Return every line of the listing below so that it matches the original exactly.
··· Extracted entries
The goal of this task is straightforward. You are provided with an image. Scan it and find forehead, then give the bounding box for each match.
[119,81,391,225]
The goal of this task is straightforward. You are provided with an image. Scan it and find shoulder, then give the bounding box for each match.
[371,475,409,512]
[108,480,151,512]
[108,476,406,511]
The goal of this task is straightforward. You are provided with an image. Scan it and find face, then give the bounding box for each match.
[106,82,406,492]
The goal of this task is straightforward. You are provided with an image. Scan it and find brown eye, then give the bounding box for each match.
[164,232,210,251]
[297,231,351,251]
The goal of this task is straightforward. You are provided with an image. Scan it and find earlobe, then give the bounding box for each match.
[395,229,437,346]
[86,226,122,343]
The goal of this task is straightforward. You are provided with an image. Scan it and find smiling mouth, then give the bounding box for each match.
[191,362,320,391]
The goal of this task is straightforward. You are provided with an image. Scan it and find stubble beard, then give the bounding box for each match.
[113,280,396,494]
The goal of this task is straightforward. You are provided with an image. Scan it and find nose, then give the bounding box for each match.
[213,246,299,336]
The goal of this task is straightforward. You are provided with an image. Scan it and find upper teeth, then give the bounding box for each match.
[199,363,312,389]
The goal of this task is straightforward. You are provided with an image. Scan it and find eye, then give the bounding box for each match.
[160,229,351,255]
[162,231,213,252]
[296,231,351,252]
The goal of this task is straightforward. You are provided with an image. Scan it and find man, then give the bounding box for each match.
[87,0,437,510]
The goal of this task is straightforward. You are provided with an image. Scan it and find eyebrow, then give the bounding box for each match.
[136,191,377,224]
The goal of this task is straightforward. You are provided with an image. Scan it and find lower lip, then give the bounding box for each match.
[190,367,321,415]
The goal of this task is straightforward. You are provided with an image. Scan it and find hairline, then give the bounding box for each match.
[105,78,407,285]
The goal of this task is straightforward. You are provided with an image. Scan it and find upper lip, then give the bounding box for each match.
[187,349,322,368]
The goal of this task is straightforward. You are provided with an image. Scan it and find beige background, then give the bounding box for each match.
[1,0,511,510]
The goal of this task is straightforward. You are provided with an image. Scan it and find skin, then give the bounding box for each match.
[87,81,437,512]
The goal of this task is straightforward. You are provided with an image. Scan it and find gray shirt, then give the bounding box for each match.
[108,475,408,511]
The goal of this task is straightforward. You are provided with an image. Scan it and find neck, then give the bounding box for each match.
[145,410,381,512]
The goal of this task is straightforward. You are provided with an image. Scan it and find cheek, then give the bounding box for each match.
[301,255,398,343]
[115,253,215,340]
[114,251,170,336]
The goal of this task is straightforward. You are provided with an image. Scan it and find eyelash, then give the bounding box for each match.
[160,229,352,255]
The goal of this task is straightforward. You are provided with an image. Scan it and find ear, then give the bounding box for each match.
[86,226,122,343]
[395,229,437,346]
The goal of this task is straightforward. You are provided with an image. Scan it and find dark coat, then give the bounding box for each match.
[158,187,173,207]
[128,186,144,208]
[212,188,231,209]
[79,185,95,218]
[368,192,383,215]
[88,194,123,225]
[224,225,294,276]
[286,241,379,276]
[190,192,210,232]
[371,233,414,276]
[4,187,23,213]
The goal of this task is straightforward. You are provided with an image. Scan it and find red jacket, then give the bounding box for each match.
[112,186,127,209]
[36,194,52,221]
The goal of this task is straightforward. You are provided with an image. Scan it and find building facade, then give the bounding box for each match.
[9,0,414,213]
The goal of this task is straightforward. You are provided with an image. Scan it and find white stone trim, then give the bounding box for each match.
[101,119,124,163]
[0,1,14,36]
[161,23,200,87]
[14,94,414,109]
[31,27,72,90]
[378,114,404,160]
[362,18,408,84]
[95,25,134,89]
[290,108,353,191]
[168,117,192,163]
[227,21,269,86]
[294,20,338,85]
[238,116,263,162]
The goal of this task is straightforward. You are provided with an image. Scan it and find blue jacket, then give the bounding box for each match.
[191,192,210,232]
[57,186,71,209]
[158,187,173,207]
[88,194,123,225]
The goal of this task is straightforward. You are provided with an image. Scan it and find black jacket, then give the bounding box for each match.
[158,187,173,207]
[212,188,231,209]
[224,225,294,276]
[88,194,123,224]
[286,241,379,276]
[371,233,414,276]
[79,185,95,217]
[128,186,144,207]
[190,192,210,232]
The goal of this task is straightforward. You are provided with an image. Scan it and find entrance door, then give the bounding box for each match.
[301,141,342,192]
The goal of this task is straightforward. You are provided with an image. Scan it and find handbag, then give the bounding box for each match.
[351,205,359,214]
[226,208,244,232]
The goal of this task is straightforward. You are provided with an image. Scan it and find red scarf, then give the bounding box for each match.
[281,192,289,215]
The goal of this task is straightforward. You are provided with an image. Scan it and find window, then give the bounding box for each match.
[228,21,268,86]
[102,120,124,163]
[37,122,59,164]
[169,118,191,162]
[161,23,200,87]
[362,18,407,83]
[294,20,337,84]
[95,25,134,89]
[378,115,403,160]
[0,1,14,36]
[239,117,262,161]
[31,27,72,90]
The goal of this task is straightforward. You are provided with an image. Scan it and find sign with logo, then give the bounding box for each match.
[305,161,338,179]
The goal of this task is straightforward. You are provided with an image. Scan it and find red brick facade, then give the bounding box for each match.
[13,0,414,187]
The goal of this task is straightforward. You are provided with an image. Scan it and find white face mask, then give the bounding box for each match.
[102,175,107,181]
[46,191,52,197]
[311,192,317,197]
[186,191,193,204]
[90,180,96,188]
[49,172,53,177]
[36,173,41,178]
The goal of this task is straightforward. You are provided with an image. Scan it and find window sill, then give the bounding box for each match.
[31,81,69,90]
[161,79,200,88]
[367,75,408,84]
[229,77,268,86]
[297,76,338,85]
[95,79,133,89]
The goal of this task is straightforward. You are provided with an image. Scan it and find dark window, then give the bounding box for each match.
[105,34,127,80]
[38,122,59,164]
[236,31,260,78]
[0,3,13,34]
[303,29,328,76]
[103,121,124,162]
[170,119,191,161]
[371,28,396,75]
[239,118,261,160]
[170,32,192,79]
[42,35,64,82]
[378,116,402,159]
······
[Solution to the problem]
The goal of this task is straightforward. You are provided with an image. Scan it and find forehead, then give the bounding box for each match.
[119,81,391,225]
The goal of this task is straightforward. You are provided with an image. Scan it and find shoulder, then give the bounding box for each match.
[371,475,409,512]
[108,480,151,512]
[108,476,406,511]
The goal of this task is straightforward. You are provided with an image. Scan it and find face, then give the bounding box for each match.
[106,82,406,492]
The goal of this task is straightforward. You are provided with an image. Scan it and find brown eye, then give the bounding box for each match.
[164,232,210,251]
[297,231,351,251]
The goal of this task is straightforward. You are provided with an image. Scan it and find earlobe, then give the bounding box for each match.
[395,229,437,346]
[86,226,122,343]
The goal of this task is straightforward. You are provided with an image. Scan it and find smiling mouth, then give the bounding box for each match.
[191,362,320,391]
The goal of this task is straightforward. You are provided with an image. Scan it and find stubble beard, then give the bounding box for each match.
[113,280,396,494]
The goal of this task is straightforward. You are provided with an image. Scan it and find nose, then give the bounding box for each match.
[213,246,299,336]
The goal of this task is straightforward. You are provided with an image. Scan it and find upper teeth, then give the bounding box for each match.
[199,363,312,389]
The goal of this task is straightforward. You are provided with an image. Scan it and find eye, then give the bounding box for each match.
[160,229,351,255]
[162,231,213,252]
[296,231,351,252]
The goal of this task is straightforward. You are provided with an image. Scan it and find man, then give the bounding box for each match.
[87,0,437,510]
The goal of this task is straightforward. You are provided with an image. Scan it and find eyebrow, then give the bounding box for each match.
[136,191,377,224]
The goal of this task is straightforward. You are provided with an image. Scan it and find lower lip, then give the bounding box for each match.
[190,367,321,415]
The goal of this task is straightforward. You are provided with an image. Scan it and find hairline, then give the bounding box for each match.
[105,78,407,285]
The goal of this task is straightforward. You are provided with an image. Scan it and find upper lip, then give the bounding box for each match.
[187,349,322,368]
The goal of this task is straightforward. You are provided with an image. Scan it and find beige background, then give the bounding box for each match.
[1,0,511,510]
The goal of this task is straightforward. You are provided with an image. Scan it and find skin, then give the bounding box for each match.
[87,81,437,512]
The goal of this task is straightforward. You are provided with an image. Scan it and find gray shirt, then give the bounding box for each match.
[108,475,408,511]
The goal of this task is straightforward. You are provided with an image. Scan it and find neck, then give the bounding box for each match.
[145,410,381,512]
The goal of this task is straightforward. You are provided with an image. Scan it and find cheek, then give the bounding box for each match.
[301,255,398,343]
[115,253,215,340]
[114,251,170,336]
The goal of this task is straightforward. You are provided with an image. Scan it and find eyelash, then give the bounding box for each match.
[160,229,352,255]
The goal of this task is straightforward. You are provided with an image. Scan it and find ear, then give the bounding box for each match.
[86,226,122,343]
[395,229,437,346]
The goal of this task is straightforward. You are provided with an image. Scan it and find dark coat, then give the bounding box for each match.
[158,187,173,207]
[128,186,144,208]
[212,188,231,209]
[79,185,95,218]
[368,192,383,215]
[88,194,123,225]
[224,225,294,276]
[286,241,379,276]
[190,192,210,232]
[371,233,414,276]
[4,187,23,213]
The goal of this task is straightforward. You are provided with an image. Scan it and find red jacket, then give the bounding box for each match.
[112,186,127,209]
[36,194,52,221]
The goal of this task is straightforward. You are provided with an image. Scan it and find building facade, then give the bounding box for each match.
[9,0,414,213]
The goal of this task is straightforward. You are provided with an image. Scan it and find white stone trim, then give the bounding box for each match.
[101,119,124,163]
[0,1,14,36]
[161,23,200,87]
[14,94,414,109]
[31,27,72,90]
[378,114,404,160]
[362,18,408,84]
[95,25,134,89]
[290,108,353,191]
[168,117,192,163]
[227,21,269,86]
[294,20,338,85]
[238,116,263,162]
The goal of this task is straightforward. You are provided with an image. Scan it and find blue jacket, then give the bounding box for each match.
[191,192,210,232]
[57,186,71,209]
[158,187,173,207]
[88,194,123,225]
The goal of this task is straightforward. You are provided with an image. Scan it and find black jacket, then give the bounding box for each match.
[158,187,173,207]
[212,188,231,209]
[224,225,294,276]
[88,194,123,224]
[286,241,379,276]
[371,233,414,276]
[79,185,95,217]
[128,186,144,207]
[190,192,210,232]
The goal of this task is straightforward. You are provided with an image. Scan it and find entrance door, then give the bounding box for each match.
[301,141,342,192]
The goal of this task is straightforward. You are provided with an image. Scan it and find handbag, then give the bounding box for each match.
[351,205,359,214]
[226,208,244,232]
The goal of this task is straightforward. You are provided with an image. Scan it and find red scarf, then give the bounding box for each match.
[281,192,289,215]
The goal of this task is straightforward. You are provided with an image. Scan it and find window, then give the bounding box for each match.
[228,21,268,86]
[102,120,124,163]
[37,122,59,164]
[169,118,191,162]
[161,23,200,87]
[362,18,407,83]
[294,20,337,84]
[95,25,134,89]
[378,115,403,160]
[0,1,14,36]
[239,117,262,161]
[31,27,72,90]
The goal of this task is straightforward. You are provided with an image. Scan it and find sign with logo, then give the bounding box for each match.
[305,161,338,179]
The goal of this task is straightforward. You are provided with an image. Scan it and find red brick facade, then give the bounding box for each match.
[13,0,414,187]
The goal of this task is straightforward. You are provided with an image. Scan it and find white face mask, then give the bounding box for each match.
[102,175,107,181]
[46,191,52,197]
[311,192,317,197]
[186,191,193,204]
[90,180,96,188]
[49,172,53,177]
[36,173,41,178]
The goal of this task is straightforward. You are provided with an image. Scan it and find window sill, then give the bounding box for each match.
[31,81,69,90]
[161,79,200,88]
[367,75,408,84]
[229,77,268,86]
[297,76,338,85]
[95,79,133,89]
The goal of this task is straightforward. You are provided with an image. Scan it and find dark window, then give the bounding box for each match.
[105,34,127,80]
[38,122,59,164]
[236,31,260,78]
[0,3,13,34]
[303,29,328,76]
[103,121,124,162]
[170,119,191,161]
[371,28,396,75]
[239,118,261,160]
[170,32,192,79]
[42,35,64,82]
[378,116,402,159]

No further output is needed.